**Supplied passage**
This exuberantly glamorous figure, alive with animation and ready to run, is the Brazilian artist and Spitalfields resident, Robson Cezar, whom I featured last year when he exhibited his bronze sculptures. Now he is staging “Saludos Amigos,” for one night only at the Hanbury Hall in Hanbury St this Thursday. In 1942, Walt Disney travelled to Rio to make “Saludos Amigos,” a pop portrait of Latin America, and in the same spirit, Robson has gathered together South American artists in London to create a new “Saludos Amigos,” curating an exhibition as a representation of some of the cultures that comprise the continent today.

The East End has a special significance for Robson Cezar because it was here in 1969, that Helio Oiticica, exiled by the military government of Brazil, staged his “Tropicalia” exhibition at the Whitechapel Gallery. This show introduced Tropicalia to the international art scene as the major Brazilian cultural movement of the twentieth century. Singers, Caetano Veloso and Gilberto Gil were also exiled, and the influx of Brazilians enriched the London scene of the nineteen sixties. Oiticica recreated a favela in the Whitechapel Gallery complete with a billiard table where local youths could come and play, though he found them to be a“tough bunch” – a quality which can only have added to the authenticity of the favela for visitors.

Helio Oiticica was photographed in Spitalfields in 1969, with a sheepskin coat slung across his shoulder, looking the picture of an exile in a foreign land of dereliction. “The swinging loneliness of the world,” he termed it. As a Brazilian, used to several showers every day, he was appalled by to discover that in England people bathed once a week, and turned down a room in Hackney without a shower because he would have to use the Hackney Baths. Yet in London, he and Caetano Veloso discovered the liberty to develop as artists that they were denied in their own country. They loved to travel around upon the top of London buses together and Caetano Veloso wrote a ballad of freedom that began, “Walking down Portobello Road to the sound of Reggae, I’m alive!”

**Prompt 1**
In the text about Robson Cezar and Helio Oiticica, translate this sentence into Spanish: "This show introduced Tropicalia to the international art scene as the major Brazilian cultural movement of the twentieth century."

**Source records**
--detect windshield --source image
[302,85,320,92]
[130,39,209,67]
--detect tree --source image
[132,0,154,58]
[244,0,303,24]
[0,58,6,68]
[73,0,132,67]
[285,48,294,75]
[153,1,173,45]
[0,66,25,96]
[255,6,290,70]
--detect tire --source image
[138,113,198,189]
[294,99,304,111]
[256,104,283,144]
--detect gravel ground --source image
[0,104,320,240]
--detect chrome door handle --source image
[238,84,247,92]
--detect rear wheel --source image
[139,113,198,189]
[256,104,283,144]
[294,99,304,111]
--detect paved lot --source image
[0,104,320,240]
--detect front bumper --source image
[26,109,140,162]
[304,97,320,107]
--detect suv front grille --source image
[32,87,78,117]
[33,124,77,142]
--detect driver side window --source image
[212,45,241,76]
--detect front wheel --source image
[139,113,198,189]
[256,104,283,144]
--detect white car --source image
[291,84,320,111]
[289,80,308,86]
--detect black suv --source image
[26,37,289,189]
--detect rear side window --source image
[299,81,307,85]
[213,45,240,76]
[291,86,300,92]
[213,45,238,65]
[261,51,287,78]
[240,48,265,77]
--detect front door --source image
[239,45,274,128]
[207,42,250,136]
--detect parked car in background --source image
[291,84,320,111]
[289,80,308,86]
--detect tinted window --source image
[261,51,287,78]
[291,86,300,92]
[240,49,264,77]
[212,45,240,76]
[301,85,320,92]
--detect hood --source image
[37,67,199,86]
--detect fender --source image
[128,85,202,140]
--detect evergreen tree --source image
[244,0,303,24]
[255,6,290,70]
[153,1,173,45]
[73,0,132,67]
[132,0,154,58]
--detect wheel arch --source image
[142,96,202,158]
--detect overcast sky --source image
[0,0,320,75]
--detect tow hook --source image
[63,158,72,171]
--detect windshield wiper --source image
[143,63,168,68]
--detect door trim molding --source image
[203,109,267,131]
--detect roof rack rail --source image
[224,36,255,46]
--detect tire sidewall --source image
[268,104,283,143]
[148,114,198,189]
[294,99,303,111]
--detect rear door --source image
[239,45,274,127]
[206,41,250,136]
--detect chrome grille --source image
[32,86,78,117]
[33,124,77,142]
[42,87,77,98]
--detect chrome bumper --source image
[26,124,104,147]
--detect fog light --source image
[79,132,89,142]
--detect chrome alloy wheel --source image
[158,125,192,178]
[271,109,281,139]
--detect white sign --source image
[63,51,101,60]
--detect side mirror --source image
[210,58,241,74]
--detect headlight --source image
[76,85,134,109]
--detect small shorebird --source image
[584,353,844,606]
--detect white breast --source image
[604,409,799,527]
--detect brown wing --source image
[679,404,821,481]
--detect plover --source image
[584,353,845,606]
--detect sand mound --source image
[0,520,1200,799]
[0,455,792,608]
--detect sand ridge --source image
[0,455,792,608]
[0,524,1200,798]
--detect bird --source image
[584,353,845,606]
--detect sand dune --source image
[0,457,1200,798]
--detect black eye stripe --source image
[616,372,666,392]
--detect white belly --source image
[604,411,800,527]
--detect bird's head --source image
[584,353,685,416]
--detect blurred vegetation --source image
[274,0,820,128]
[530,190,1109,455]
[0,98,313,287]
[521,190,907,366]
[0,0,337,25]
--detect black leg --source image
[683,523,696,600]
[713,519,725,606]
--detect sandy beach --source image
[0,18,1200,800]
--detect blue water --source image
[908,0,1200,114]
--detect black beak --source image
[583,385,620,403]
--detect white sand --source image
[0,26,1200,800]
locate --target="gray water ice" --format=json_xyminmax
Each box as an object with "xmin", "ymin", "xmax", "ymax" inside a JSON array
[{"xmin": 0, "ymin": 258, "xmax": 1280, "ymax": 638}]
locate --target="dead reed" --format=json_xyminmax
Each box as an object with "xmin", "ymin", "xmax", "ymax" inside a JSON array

**Prompt 2**
Echo the lines of the entries from the line containing "--detect tree --source image" up to and including the line containing "[0,0,320,75]".

**Solution 1**
Esta muestra presentó Tropicalia a la escena artística internacional como el principal movimiento cultural brasileño del siglo veinte.

**Solution 2**
--detect tree --source image
[132,0,154,58]
[244,0,303,24]
[0,58,6,68]
[73,0,132,67]
[285,48,294,75]
[153,1,173,45]
[0,66,25,96]
[255,6,290,70]
--detect tire --source image
[138,113,198,189]
[294,99,304,111]
[256,104,283,144]
--detect gravel ground --source image
[0,104,320,240]
--detect chrome door handle --source image
[238,84,247,92]
--detect rear wheel --source image
[139,113,198,189]
[256,104,283,144]
[294,99,304,111]
--detect paved lot --source image
[0,104,320,240]
--detect front bumper --source image
[26,109,140,162]
[304,97,320,107]
--detect suv front grille --source image
[32,87,78,117]
[33,124,77,142]
--detect driver side window --source image
[212,45,241,76]
--detect front wheel --source image
[139,113,198,189]
[256,104,283,144]
--detect white car --source image
[291,84,320,111]
[289,80,308,86]
--detect black suv --source image
[26,37,289,189]
--detect rear side window --source image
[299,81,307,85]
[213,45,240,76]
[291,86,300,92]
[213,45,238,65]
[261,51,287,78]
[240,48,265,77]
--detect front door --source image
[239,45,274,128]
[207,42,250,136]
--detect parked car in background --source image
[291,84,320,111]
[289,80,308,86]
--detect tinted window --source image
[261,51,287,78]
[291,86,300,92]
[240,49,264,77]
[212,45,240,76]
[301,85,320,92]
--detect hood --source image
[37,67,199,86]
--detect fender --source image
[128,85,202,140]
--detect evergreen tree --source image
[244,0,303,24]
[255,6,290,70]
[153,1,173,45]
[73,0,132,67]
[132,0,154,58]
--detect wheel arch --source image
[142,96,202,158]
--detect overcast sky --source image
[0,0,320,75]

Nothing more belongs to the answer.